- **Kutipan Pilihan**:
┌────────

Macam-Macam Upaya Hukum Perdata

Upaya hukum adalah hak yang diberikan undang-undang kepada pihak-pihak yang berperkara yang merasa bahwa putusan hakim belum memenuhi rasa keadilan. Dalam hukum perdata, upaya hukum disebutkan pada Pasal 129 HIR/ Pasal 153 RBg, Pasal 199 RBg, Undang Undang Nomor 20 Tahun 1947, Undang Undang Nomor 14 Tahun 1985 jo Undang Undang Nomor 3 Tahun 2009.


Macam-Macam Upaya Hukum Perdata


Pada dasarnya, upaya hukum perdata dibagi menjadi dua jens yaitu upaya hukum biasa dan upaya hukum luar biasa. Upaya hukum biasa dalam perkara perdata meliputi perlawanan/verzet, banding dan kasasi. Sedangkan upaya hukum luar biasa meliputi peninjauan kembali atau PK dan derden verzet atau perlawanan pihak ketiga.


Upaya hukum biasa

Di Pengadilan Negeri, setelah Ketua Majelis Hakim selesai mengucapkan putusan, maka Ketua Majelis akan memberikan penjelasan dan memberitahukan kepada para pihak akan hak-haknya terhadap putusan, yaitu hak menerima putusan, hak pikir-pikir, dan hak untuk mengajukan upaya hukum. Apabila para pihak atau salah satu pihak, baik penggugat maupun tergugat ada yang tidak menerima putusan, maka berhak untuk mengajukan upaya hukum.

Upaya hukum yang bisa diajukan terhadap putusan Pengadilan Negeri adalah verzet/perlawanan dan banding. Sedangkan upaya hukum terhadap putusan Pengadilan Tinggi adalah kasasi. Dengan adanya upaya hukum yang diajukan oleh pihak yang berperkara, maka eksekusi dapat ditangguhkan, kecuali untuk putusan yang dijatuhkan secara uitvoerbaar bij voorraad (Pasal 180 Ayat (1) HIR).


Apa perbedaan antara perlawanan atau verzet dengan banding maupun kasasi, berikut penjelasannya.

Perlawanan atau verzet

Verzet adalah perlawanan terhadap putusan verstek. Putusan verstek yaitu putusan yang dijatuhkan pengadilan jika selama persidangan Tergugat tidak hadir pada sidang pertama atau sidang berikutnya meskipun telah dipanggil secara patut dan sah. Dengan kata lain, putusan verstek adalah putusan yang dijatuhkan jika tergugat tidak pernah hadir di persidangan maupun tidak menunjuk wakilnya atau kuasanya untuk menghadiri sidang ataupun tidak mengirimkan surat jawaban. Oleh karena itu, maka hak untuk mengajukan perlawanan atau verzset adalah hak Tergugat. Penggugat tidak memiliki hak mengajukan verset terhadap putusan verstek. Jika penggugat ternyata dalam putusan verstek dinyatakan kalah, maka hak pengggugat yaitu mengajukan banding.

└────────

- **Data yang Diberikan**:
┌────────

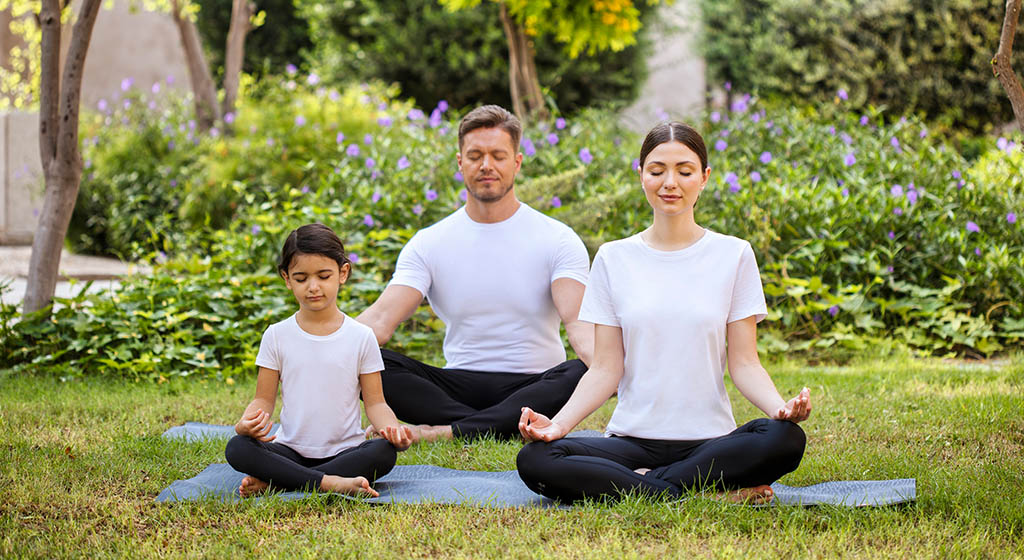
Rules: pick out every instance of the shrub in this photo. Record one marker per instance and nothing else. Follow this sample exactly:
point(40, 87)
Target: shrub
point(923, 57)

└────────

- **Isi Latihan**: Sunting bagian teks tentang upaya hukum perdata antara "Apa perbedaan antara" dan "yaitu mengajukan banding.", termasuk keduanya, lalu tuliskan kembali dengan "surat jawaban" diganti menjadi "jawaban tertulis".

- **Jawaban Tertulis**:
Apa perbedaan antara perlawanan atau verzet dengan banding maupun kasasi, berikut penjelasannya.

Perlawanan atau verzet

Verzet adalah perlawanan terhadap putusan verstek. Putusan verstek yaitu putusan yang dijatuhkan pengadilan jika selama persidangan Tergugat tidak hadir pada sidang pertama atau sidang berikutnya meskipun telah dipanggil secara patut dan sah. Dengan kata lain, putusan verstek adalah putusan yang dijatuhkan jika tergugat tidak pernah hadir di persidangan maupun tidak menunjuk wakilnya atau kuasanya untuk menghadiri sidang ataupun tidak mengirimkan jawaban tertulis. Oleh karena itu, maka hak untuk mengajukan perlawanan atau verzset adalah hak Tergugat. Penggugat tidak memiliki hak mengajukan verset terhadap putusan verstek. Jika penggugat ternyata dalam putusan verstek dinyatakan kalah, maka hak pengggugat yaitu mengajukan banding.